YOUR ASSIGNMENT
Please restate, word for word, the lines below that begin at the one with "seg: <item>overcast sky</item>" and end at the one with "[[105, 221], [196, 224], [203, 112], [89, 135]]". Leave out all other lines.

[Segmentation mask data]
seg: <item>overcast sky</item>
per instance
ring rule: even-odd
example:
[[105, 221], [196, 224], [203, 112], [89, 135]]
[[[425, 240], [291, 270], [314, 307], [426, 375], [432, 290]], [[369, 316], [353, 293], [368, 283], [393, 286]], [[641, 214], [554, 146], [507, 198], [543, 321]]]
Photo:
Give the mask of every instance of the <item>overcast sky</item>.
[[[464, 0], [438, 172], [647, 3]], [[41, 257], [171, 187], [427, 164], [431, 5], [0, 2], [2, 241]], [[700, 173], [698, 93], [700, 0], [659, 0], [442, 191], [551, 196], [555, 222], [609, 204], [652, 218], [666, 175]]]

---

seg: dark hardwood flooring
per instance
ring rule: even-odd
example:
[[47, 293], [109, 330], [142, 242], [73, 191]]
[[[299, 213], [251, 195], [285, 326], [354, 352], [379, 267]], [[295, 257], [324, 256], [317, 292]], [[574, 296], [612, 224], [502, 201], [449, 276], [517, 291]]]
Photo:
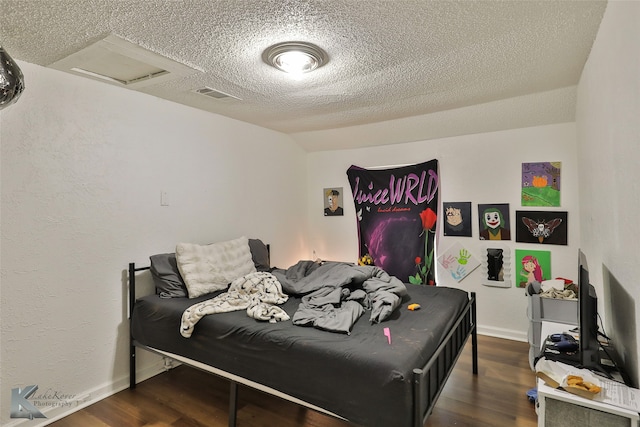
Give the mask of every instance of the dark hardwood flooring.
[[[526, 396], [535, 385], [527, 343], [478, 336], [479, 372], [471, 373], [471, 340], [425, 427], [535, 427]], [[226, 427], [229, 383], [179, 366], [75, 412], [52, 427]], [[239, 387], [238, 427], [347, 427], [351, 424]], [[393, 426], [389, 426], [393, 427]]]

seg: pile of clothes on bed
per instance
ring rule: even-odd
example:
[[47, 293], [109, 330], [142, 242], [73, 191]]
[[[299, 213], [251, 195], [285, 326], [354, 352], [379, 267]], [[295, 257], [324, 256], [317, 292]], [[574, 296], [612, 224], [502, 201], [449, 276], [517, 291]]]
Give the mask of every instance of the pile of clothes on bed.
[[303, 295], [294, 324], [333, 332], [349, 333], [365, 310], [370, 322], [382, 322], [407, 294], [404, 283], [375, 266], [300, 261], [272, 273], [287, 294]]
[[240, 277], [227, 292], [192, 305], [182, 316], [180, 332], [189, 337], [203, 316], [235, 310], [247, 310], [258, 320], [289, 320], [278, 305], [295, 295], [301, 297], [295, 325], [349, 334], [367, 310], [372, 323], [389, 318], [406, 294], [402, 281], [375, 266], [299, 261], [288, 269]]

...

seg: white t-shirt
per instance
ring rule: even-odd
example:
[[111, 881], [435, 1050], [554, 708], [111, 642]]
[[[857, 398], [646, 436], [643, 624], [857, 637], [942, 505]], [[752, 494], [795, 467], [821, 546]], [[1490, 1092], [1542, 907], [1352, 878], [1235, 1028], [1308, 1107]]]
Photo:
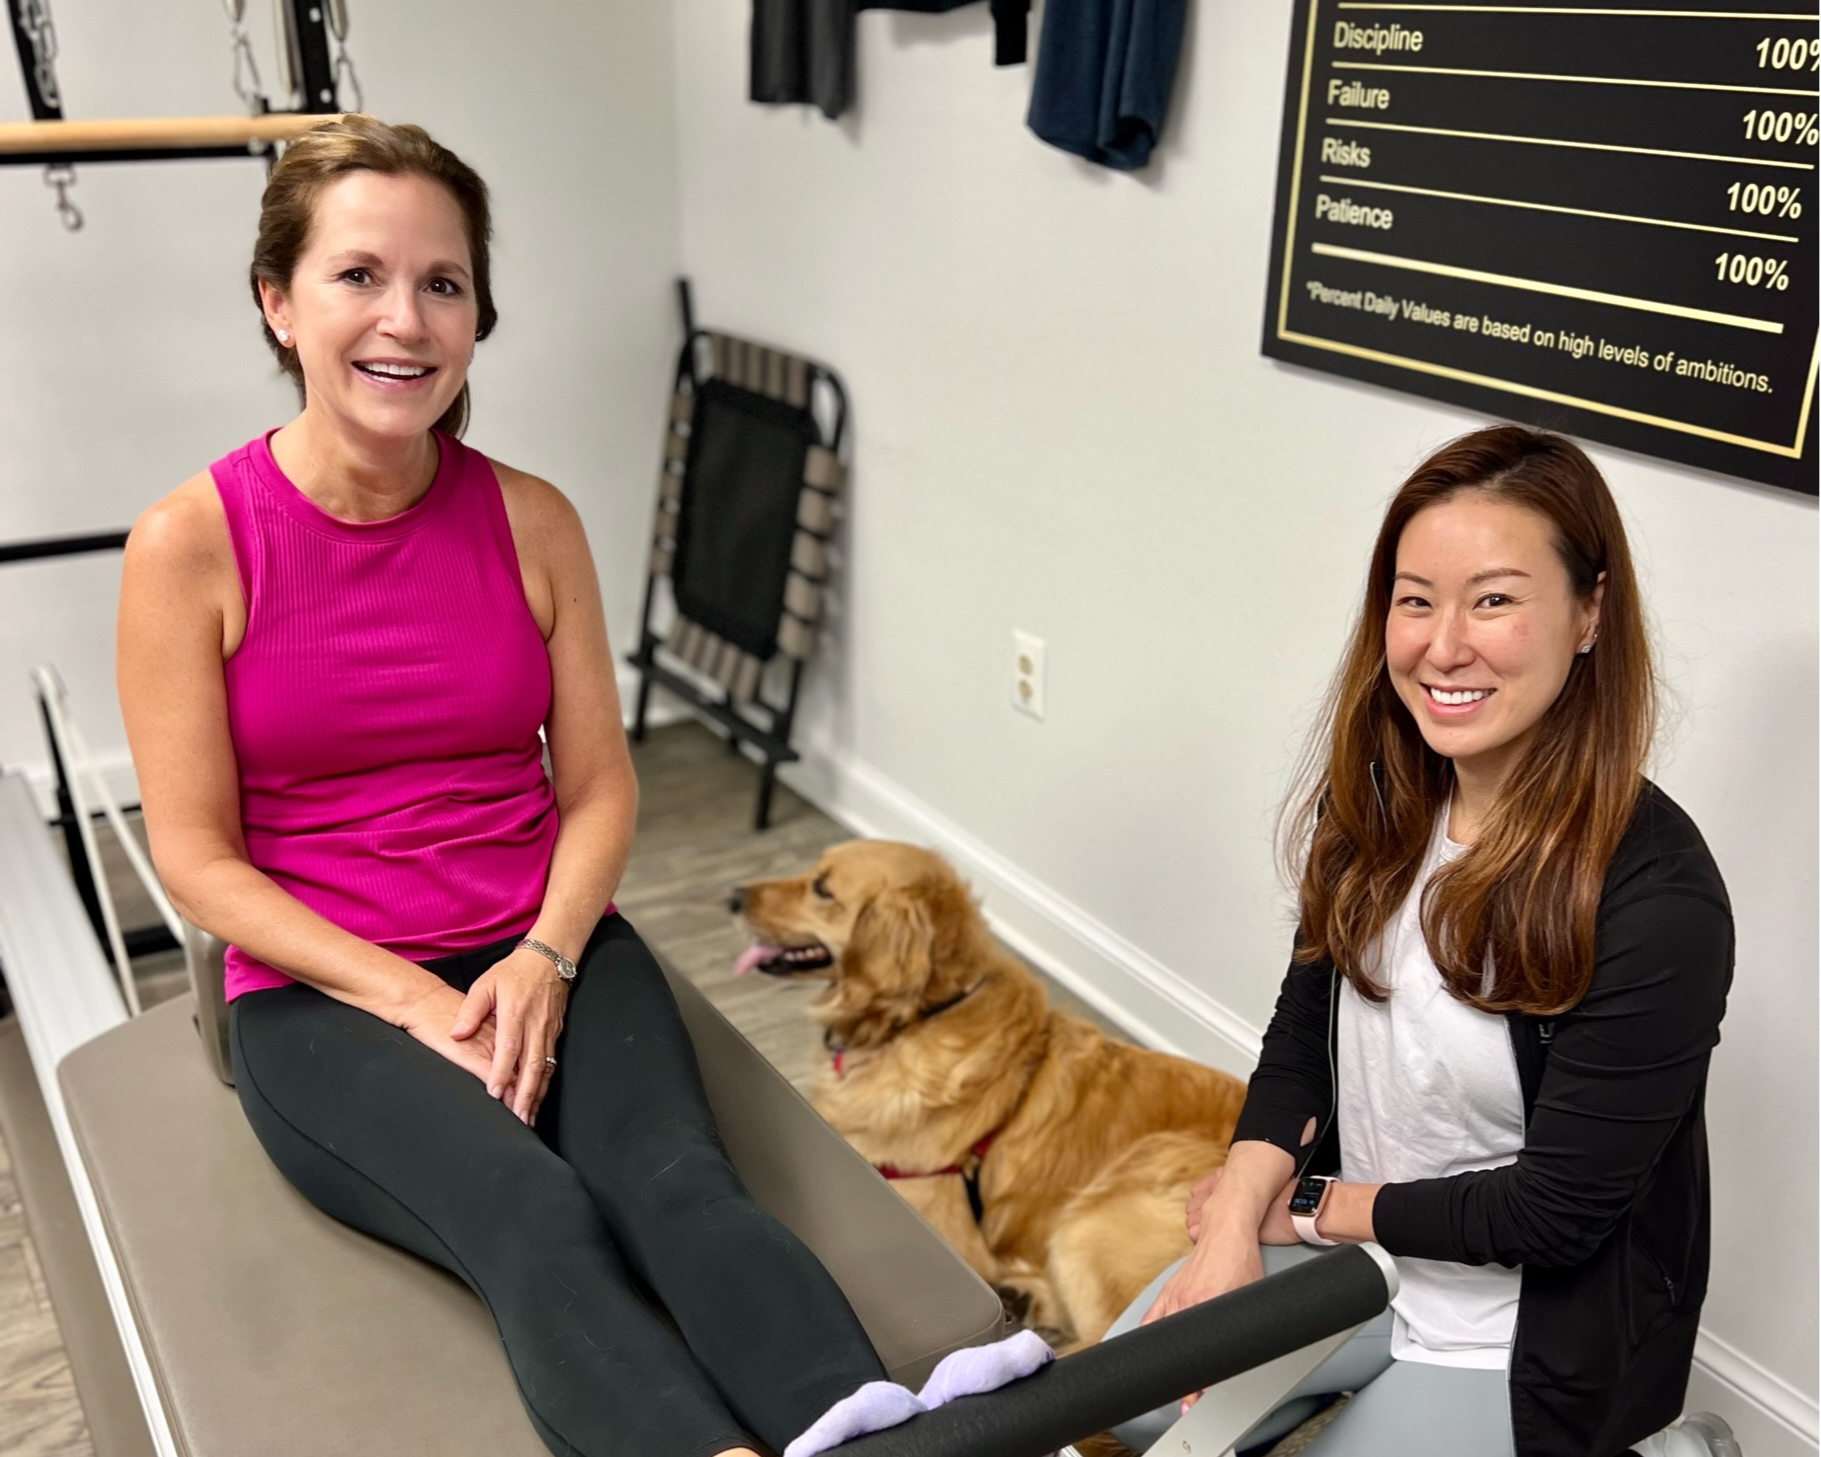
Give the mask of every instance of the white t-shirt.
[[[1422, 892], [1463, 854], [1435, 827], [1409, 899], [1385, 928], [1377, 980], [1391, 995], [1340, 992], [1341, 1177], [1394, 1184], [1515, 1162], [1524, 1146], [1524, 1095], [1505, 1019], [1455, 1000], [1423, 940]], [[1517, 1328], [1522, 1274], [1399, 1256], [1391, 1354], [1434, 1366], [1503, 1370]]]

TASK RESPONSE
seg: <item>overcast sky</item>
per instance
ring rule: even-odd
example:
[[105, 221], [196, 224], [203, 112], [89, 135]]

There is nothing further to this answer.